Given passage ->
Chapter 18 Data Submission Tips
Uploading a dataset to a data repository is a great step toward sharing your data! But, the dataset uploaded is unclear and unusable it might as well not been uploaded in the first place.
Keep in mind that although you may understand the ins and outs of your dataset and project, its likely that others who look at your data will not understand your notation.
To make your data truly shared, you need to take the time to make sure it is well-organized and well-described! There are two files you should make sure to include to help describe and organize your data project:
- A main README file that orients others to what is included in your data.
- A metadata file that samples that are included, how they are connected, and when appropriate following privacy ethics, describes clinical features.
18.0.1 Use consistent and clear names
- Make sure that sample and data IDs used are consistent across the project - make sure to include a metadata file that describes in detail your samples in a way that is clear without any prior knowledge of the project.
- Sample and data IDs should keep with standard formatting otherwise known in the field.
- Features names should avoid using genomic coordinates as these may change with new genome versions.
18.0.2 Make your project reproducible
Reproducible projects are able to be re-run by others to obtain the same results.
The main requirements for a reproducible project are:
- The data can be freely obtained from a repository (this maybe summarized data for the purposes of data privacy).
- The code can be freely obtained from GitHub (or another similar repository).
- The software versions used to obtain the results are made clear by documentation or providing a Docker container.

Assigned task -> In the data submission tips, why should feature names avoid genomic coordinates? The data has no connection to the text above.

Extracted material ->
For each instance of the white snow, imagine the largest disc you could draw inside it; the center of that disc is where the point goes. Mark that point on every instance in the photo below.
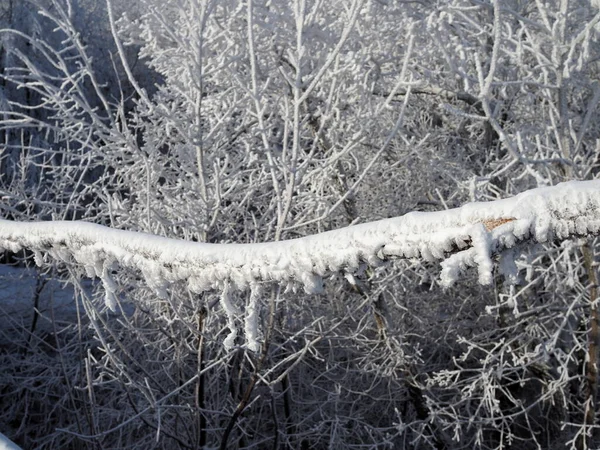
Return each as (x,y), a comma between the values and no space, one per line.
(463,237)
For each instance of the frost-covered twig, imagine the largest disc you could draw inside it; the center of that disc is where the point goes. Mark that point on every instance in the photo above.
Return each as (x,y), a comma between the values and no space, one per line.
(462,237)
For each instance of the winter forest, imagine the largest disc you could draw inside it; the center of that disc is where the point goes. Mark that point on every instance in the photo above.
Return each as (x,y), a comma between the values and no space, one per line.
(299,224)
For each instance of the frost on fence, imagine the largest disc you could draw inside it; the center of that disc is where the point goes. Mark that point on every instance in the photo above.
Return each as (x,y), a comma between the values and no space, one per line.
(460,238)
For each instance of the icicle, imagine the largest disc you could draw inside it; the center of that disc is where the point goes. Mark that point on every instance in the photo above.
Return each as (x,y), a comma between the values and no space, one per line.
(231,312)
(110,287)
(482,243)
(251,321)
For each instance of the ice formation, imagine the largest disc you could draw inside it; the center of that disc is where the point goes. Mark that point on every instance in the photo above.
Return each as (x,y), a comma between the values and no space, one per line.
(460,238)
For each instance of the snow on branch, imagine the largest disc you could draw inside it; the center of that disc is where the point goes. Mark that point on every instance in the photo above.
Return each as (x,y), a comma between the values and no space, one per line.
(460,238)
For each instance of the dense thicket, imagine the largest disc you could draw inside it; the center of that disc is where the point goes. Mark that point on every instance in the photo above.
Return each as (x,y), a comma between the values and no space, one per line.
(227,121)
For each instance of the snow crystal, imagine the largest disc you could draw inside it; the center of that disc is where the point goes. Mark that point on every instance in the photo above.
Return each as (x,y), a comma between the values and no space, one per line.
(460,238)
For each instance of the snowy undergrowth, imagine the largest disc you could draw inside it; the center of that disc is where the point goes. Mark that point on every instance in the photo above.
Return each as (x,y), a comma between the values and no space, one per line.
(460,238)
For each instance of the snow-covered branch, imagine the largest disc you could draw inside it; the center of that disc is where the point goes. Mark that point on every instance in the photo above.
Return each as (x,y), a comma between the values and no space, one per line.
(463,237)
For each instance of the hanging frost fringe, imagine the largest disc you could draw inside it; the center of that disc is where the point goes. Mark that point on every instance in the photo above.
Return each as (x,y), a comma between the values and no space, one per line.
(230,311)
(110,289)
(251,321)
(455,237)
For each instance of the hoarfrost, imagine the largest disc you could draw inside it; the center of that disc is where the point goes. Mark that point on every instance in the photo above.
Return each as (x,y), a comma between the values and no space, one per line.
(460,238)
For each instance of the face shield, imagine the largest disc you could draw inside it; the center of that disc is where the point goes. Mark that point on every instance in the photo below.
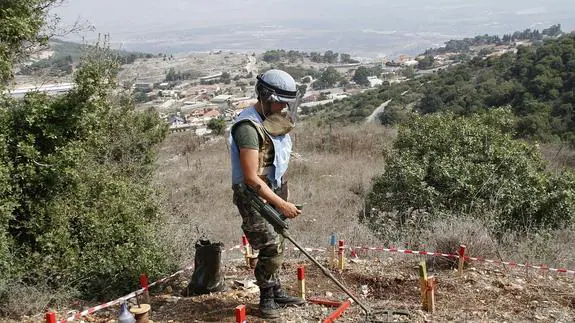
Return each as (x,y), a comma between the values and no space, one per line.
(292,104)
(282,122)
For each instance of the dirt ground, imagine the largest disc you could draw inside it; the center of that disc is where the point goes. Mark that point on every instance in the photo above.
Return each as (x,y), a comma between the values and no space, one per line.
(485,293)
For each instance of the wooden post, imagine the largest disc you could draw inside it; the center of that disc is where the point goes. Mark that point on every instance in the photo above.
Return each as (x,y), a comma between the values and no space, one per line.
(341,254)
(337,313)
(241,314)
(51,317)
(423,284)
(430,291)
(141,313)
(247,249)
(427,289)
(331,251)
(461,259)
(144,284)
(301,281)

Result -> Genomic coordinates may change with new genome versions.